Passage
○ ○ ○ ○ ○

# Pose Estimation using YOLOv7 Algorithm!

`Previously, I worked on several computer vision and YOLOv3 projects like the automatic out-of-stock inventory management system. But, since YOLOv7 is considered as one of the best object detection algorithms, I gave it a try! Created in the year 2015, by Joseph Redmon (who also proposed YOLOv2 & YOLOv3). Since then, the open soure contributors have collaborated together to create more versions in the YOLO family like:`

YOLOv4, YOLOv5, PP-YOLO, Scaled YOLOv4, PP-YOLOv2, YOLOv5, YOLOv6, and YOLOv7 (built on top of YOLOR - You Only Learn One Representation). YOLOv7 is more than just an object detection architecture. It provides a new model head that emits keypoints (skeleton) and can perform instance segmentation with just bounding box regression.

Why did I use a YOLO model?
1. Enables me to process video feeds at a high frames-per-second rate.

2. Continuing R&D from the open-source community. YOLOv7 being the latest addition. 

3. No shortage of information or bug removals while implementing a model.

### Accuracy comparisons 
`1. YOLOv7-E6E        - 56.8 
 2. Bi-Fusion Pyramid - 55.9 
 3. Dual Swin R-CNN   - 53.9 
 4. Faster-RCNN       - 42.0 
 5. YOLOv6            - 35.0`
 
 Hence, our choice being YOLOv7

# 

## Downloading Necessary Weights
Convolutional Neural Network (CNN) like the YOLO need a lot of images with variations to train on. To avoid redundancy, we transfer the learnings of the first few layers and just needs to learn the last (or maybe last few) layers to work for your specific use case.

○ ○ ○ ○ ○

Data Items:

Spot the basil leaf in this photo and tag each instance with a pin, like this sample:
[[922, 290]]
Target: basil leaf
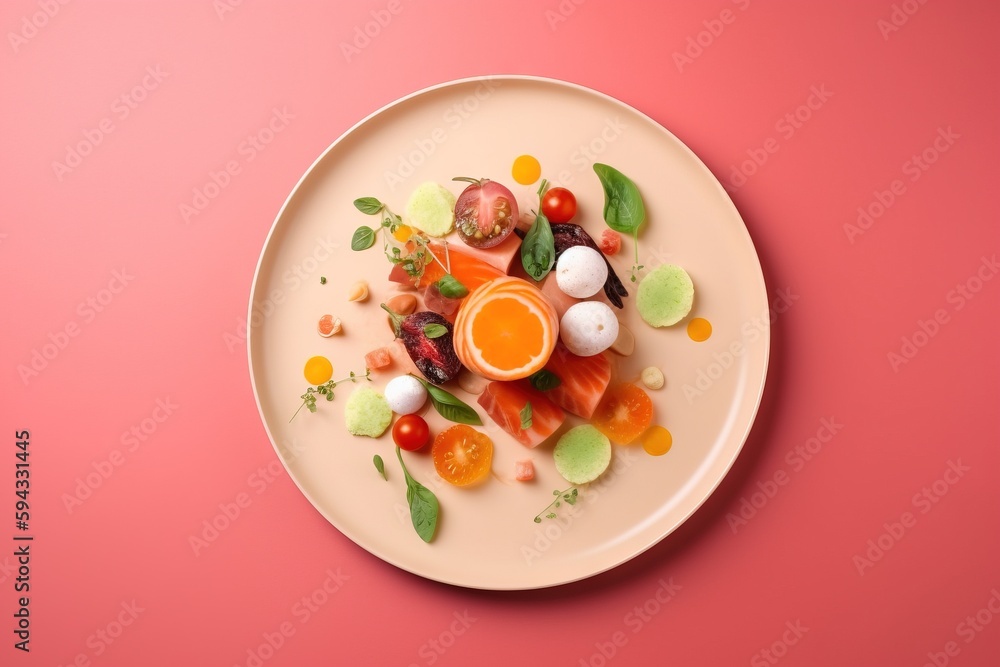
[[449, 406], [538, 249], [364, 238], [451, 288], [623, 208], [525, 415], [424, 506], [368, 205], [544, 380], [434, 330]]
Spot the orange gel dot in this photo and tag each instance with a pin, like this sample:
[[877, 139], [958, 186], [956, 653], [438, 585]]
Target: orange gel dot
[[657, 440], [699, 329]]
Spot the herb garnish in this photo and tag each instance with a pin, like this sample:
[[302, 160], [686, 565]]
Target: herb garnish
[[525, 415], [623, 208], [434, 330], [538, 249], [414, 261], [544, 380], [568, 496], [424, 507], [326, 389], [380, 466], [449, 406]]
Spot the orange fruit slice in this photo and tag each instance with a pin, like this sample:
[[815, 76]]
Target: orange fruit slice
[[462, 455], [623, 414], [506, 329]]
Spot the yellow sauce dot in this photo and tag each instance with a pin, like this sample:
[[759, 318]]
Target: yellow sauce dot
[[699, 329], [526, 170], [657, 440], [318, 370], [402, 233]]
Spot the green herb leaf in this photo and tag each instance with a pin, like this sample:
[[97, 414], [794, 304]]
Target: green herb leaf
[[544, 380], [368, 205], [451, 288], [434, 330], [569, 495], [449, 406], [364, 238], [538, 249], [525, 415], [623, 208], [424, 506]]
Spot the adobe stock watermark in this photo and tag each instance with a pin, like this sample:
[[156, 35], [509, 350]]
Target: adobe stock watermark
[[750, 332], [796, 459], [778, 649], [561, 13], [714, 27], [926, 499], [967, 630], [87, 311], [229, 511], [291, 279], [101, 640], [121, 108], [139, 433], [913, 168], [550, 531], [435, 647], [248, 150], [899, 15], [302, 611], [32, 24], [453, 118], [637, 618], [786, 126], [958, 297], [365, 34]]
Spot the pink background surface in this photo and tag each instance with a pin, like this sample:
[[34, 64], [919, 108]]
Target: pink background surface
[[170, 333]]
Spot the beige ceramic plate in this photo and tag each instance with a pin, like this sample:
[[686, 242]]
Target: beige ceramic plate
[[486, 537]]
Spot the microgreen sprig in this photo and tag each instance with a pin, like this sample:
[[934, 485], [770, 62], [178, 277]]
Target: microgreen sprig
[[413, 262], [326, 389], [569, 496]]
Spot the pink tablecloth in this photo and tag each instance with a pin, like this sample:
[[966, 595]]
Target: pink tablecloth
[[146, 149]]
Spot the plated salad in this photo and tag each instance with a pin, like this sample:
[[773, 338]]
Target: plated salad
[[516, 314]]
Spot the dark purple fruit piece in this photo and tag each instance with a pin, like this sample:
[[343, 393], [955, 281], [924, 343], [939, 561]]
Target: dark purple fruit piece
[[435, 358], [567, 235]]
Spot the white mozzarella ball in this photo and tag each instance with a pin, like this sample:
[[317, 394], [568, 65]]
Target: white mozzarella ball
[[405, 394], [588, 328], [581, 271]]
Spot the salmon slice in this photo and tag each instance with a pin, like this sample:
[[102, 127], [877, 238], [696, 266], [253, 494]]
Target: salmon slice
[[584, 381], [504, 401], [468, 270]]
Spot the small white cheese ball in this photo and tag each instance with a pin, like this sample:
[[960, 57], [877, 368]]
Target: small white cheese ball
[[405, 394], [588, 328], [581, 271]]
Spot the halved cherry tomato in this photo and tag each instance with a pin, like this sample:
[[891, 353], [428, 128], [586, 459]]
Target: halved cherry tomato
[[485, 213], [411, 432], [462, 455], [558, 205]]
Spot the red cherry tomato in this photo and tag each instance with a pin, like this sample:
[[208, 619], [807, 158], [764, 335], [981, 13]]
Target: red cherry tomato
[[485, 213], [559, 205], [411, 432]]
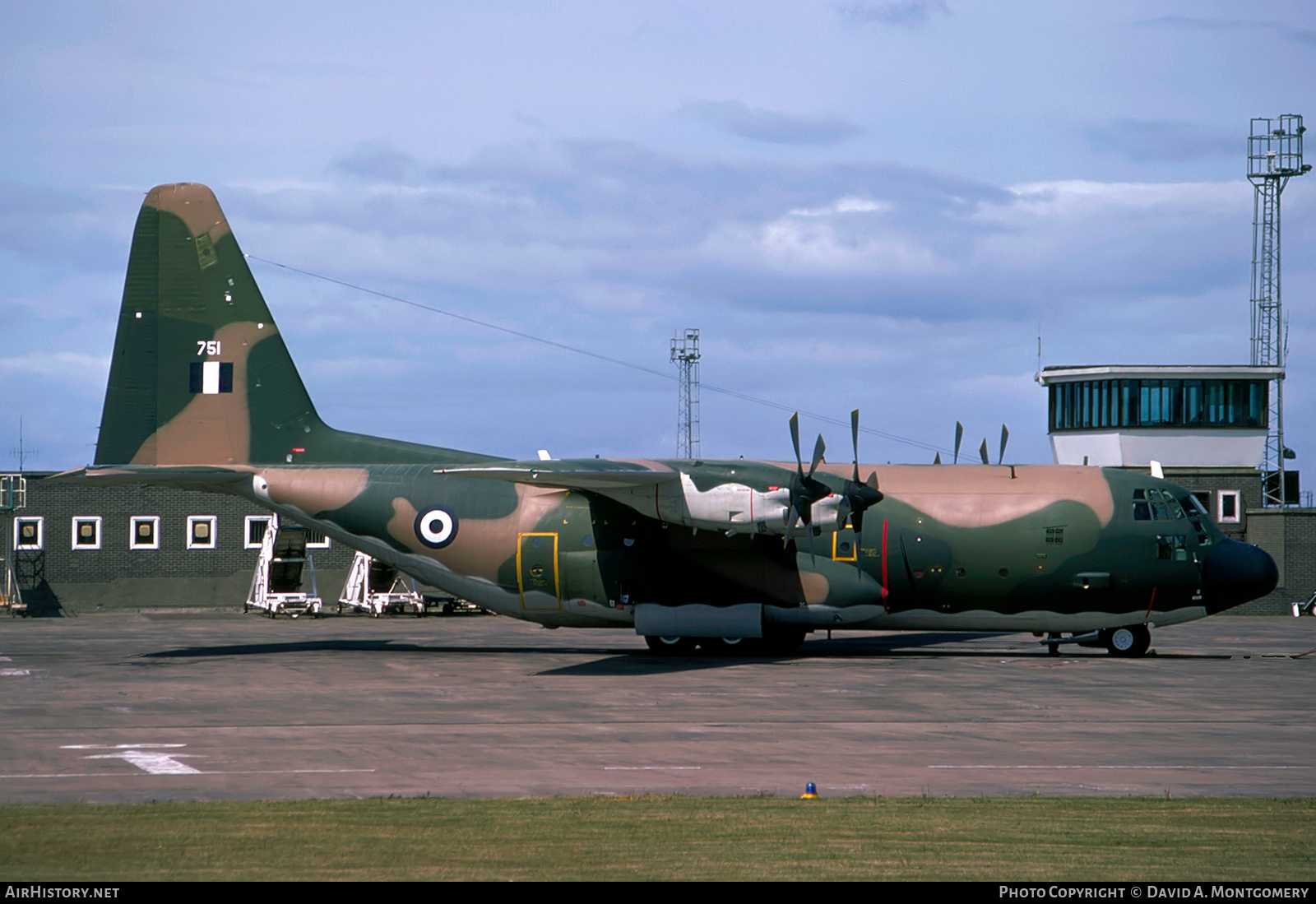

○ ○ ○ ○ ○

Task instructions
Reproduce the entire pose estimation article word for word. The entries are material separate from the pose estimation article.

Response to this task
# Pose Estimation using YOLOv7 Algorithm!

`Previously, I worked on several computer vision and YOLOv3 projects like the automatic out-of-stock inventory management system. But, since YOLOv7 is considered as one of the best object detection algorithms, I gave it a try! Created in the year 2015, by Joseph Redmon (who also proposed YOLOv2 & YOLOv3). Since then, the open soure contributors have collaborated together to create more versions in the YOLO family like:`

YOLOv4, YOLOv5, PP-YOLO, Scaled YOLOv4, PP-YOLOv2, YOLOv5, YOLOv6, and YOLOv7 (built on top of YOLOR - You Only Learn One Representation). YOLOv7 is more than just an object detection architecture. It provides a new model head that emits keypoints (skeleton) and can perform instance segmentation with just bounding box regression.

Why did I use a YOLO model?
1. Enables me to process video feeds at a high frames-per-second rate.

2. Continuing R&D from the open-source community. YOLOv7 being the latest addition. 

3. No shortage of information or bug removals while implementing a model.

### Accuracy comparisons 
`1. YOLOv7-E6E        - 56.8 
 2. Bi-Fusion Pyramid - 55.9 
 3. Dual Swin R-CNN   - 53.9 
 4. Faster-RCNN       - 42.0 
 5. YOLOv6            - 35.0`
 
 Hence, our choice being YOLOv7

# 

## Downloading Necessary Weights
Convolutional Neural Network (CNN) like the YOLO need a lot of images with variations to train on. To avoid redundancy, we transfer the learnings of the first few layers and just needs to learn the last (or maybe last few) layers to work for your specific use case.